-------- Supplied data

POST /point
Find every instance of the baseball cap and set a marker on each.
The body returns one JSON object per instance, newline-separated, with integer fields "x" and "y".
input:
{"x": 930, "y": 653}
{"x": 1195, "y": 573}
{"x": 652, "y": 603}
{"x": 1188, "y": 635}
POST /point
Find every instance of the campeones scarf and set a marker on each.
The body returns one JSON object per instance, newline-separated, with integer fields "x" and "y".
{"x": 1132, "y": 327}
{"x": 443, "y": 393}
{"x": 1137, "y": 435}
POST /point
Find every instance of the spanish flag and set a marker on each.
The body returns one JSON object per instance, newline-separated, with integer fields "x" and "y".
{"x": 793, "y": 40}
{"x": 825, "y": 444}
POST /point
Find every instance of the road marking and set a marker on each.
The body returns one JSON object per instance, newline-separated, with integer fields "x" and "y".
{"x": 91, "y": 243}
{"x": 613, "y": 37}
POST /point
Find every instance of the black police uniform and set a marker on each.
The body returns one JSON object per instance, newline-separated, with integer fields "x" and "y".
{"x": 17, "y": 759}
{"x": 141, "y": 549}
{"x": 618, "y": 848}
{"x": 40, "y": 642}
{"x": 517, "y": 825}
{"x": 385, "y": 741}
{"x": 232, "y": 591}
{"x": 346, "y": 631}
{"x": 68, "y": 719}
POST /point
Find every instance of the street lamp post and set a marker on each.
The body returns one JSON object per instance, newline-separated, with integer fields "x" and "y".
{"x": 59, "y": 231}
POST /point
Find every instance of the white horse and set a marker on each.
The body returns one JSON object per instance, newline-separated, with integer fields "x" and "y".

----------------

The exercise => Extract all of the data above and output it character for character.

Output below =>
POST /point
Find every instance of the baseball cap and set a marker on each.
The body returns one JSON object per instance, newline-separated, with integer fields "x" and "y".
input:
{"x": 930, "y": 653}
{"x": 1195, "y": 573}
{"x": 652, "y": 603}
{"x": 1188, "y": 635}
POST /point
Find every instance of the campeones scarf and set a marker on each.
The body returns one JSON object per instance, newline-separated, with integer fields "x" and "y".
{"x": 1132, "y": 327}
{"x": 443, "y": 393}
{"x": 1137, "y": 435}
POST /point
Find every instance of the spanish flag and set a marker on each.
The body returns one JSON object per instance, newline-separated, with integer fields "x" and "y".
{"x": 793, "y": 40}
{"x": 825, "y": 444}
POST /point
Find every instance of the road marking and set a marker on each.
The body returns one JSON object per instance, newline-separated, with integer fields "x" and "y".
{"x": 91, "y": 243}
{"x": 613, "y": 37}
POST /point
Find every instance of the black police uniform and set a marker on each.
The body returns one JSON object per instance, newline-separated, with integer fields "x" and "y".
{"x": 17, "y": 759}
{"x": 141, "y": 549}
{"x": 618, "y": 848}
{"x": 40, "y": 642}
{"x": 517, "y": 825}
{"x": 385, "y": 741}
{"x": 232, "y": 591}
{"x": 346, "y": 631}
{"x": 68, "y": 719}
POST /point
Find every instance of the street lamp post and set a marker on each.
The body returns one JSON object per instance, newline-separated, with integer fields "x" and "y".
{"x": 59, "y": 231}
POST /point
Find every instance of the white horse and set a marker on each.
The body returns one JSON object per instance, newline-separated, with integer fields "x" and "y".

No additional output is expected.